— BEGIN Source —

Zone Plugin¶
Description¶
Zone is an area-based analytics plugin for CVEDIA-RT that provides zone and region-based event detection. It monitors defined polygonal areas for object presence, entry/exit events, occupancy counting, and behavioral analysis within specified zones.
The Zone plugin implements comprehensive area-based analytics that can detect various events within predefined polygonal zones, including intrusion detection, loitering analysis, occupancy monitoring, and movement pattern recognition. It provides flexible zone definitions with sophisticated event generation for security, crowd management, and behavioral analysis applications.

— END Source —

Directions:
[1] Which kinds of detection does the Zone plugin description list after the word "including"?
[2] Which lines of the records contain the string "every"? Collect all of them, treating uppercase and lowercase as different.
The records are unrelated to the Zone plugin description.

— BEGIN Records to process —

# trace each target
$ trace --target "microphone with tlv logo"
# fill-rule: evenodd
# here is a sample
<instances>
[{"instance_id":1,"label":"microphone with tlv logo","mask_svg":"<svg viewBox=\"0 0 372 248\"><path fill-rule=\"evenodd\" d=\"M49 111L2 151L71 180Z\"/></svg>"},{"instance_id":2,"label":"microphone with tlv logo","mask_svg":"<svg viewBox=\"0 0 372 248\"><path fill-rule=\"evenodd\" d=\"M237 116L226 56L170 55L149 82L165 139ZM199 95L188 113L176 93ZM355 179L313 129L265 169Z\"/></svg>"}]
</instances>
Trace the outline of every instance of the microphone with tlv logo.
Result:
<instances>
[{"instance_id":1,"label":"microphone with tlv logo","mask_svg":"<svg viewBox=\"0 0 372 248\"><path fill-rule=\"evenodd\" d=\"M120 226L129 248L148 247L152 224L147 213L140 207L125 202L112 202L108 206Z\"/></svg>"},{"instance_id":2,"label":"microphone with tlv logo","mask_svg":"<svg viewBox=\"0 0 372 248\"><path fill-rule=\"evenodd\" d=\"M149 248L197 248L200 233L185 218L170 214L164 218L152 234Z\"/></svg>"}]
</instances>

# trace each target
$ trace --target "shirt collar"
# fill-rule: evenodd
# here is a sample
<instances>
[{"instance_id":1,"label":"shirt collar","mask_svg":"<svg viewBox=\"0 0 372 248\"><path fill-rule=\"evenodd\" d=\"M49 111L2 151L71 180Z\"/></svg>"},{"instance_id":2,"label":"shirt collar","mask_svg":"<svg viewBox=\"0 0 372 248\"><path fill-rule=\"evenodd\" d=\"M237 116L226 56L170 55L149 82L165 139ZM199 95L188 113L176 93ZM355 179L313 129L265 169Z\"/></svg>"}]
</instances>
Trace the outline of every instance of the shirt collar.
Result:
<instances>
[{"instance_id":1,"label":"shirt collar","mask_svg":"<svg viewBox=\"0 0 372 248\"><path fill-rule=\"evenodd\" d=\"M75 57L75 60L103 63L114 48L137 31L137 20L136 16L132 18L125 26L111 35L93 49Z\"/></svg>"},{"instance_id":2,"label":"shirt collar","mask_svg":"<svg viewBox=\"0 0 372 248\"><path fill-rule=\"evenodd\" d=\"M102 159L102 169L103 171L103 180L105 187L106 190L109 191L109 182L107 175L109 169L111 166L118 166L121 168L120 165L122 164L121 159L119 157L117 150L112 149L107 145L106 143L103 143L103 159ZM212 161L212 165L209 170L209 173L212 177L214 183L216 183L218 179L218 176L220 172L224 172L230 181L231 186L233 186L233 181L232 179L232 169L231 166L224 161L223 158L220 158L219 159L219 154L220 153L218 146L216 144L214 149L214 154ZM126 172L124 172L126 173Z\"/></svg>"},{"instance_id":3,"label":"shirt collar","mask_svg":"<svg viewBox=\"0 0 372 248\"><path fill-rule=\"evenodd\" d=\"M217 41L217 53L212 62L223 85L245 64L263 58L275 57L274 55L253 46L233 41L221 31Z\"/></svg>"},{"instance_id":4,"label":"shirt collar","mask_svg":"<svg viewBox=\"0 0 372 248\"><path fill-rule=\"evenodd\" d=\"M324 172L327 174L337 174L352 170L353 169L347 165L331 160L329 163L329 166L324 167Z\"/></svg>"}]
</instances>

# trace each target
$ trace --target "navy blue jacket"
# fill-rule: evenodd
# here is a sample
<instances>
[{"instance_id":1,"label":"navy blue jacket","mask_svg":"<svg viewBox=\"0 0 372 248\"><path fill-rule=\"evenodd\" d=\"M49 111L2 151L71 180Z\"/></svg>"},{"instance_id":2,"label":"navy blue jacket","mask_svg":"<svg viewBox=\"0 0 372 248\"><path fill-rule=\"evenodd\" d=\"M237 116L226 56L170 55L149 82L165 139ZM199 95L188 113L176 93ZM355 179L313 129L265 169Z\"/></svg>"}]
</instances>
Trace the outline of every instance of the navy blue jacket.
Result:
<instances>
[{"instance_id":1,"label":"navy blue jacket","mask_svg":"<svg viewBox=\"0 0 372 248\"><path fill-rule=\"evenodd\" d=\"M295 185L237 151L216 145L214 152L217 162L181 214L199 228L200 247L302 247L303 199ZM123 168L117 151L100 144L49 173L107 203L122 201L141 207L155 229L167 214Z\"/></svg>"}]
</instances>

— END Records to process —

Expected answers:
[1] Intrusion detection, loitering analysis, occupancy monitoring, and movement pattern recognition.

[2]
Trace the outline of every instance of the microphone with tlv logo.
Trace the outline of every instance of the shirt collar.
Trace the outline of every instance of the navy blue jacket.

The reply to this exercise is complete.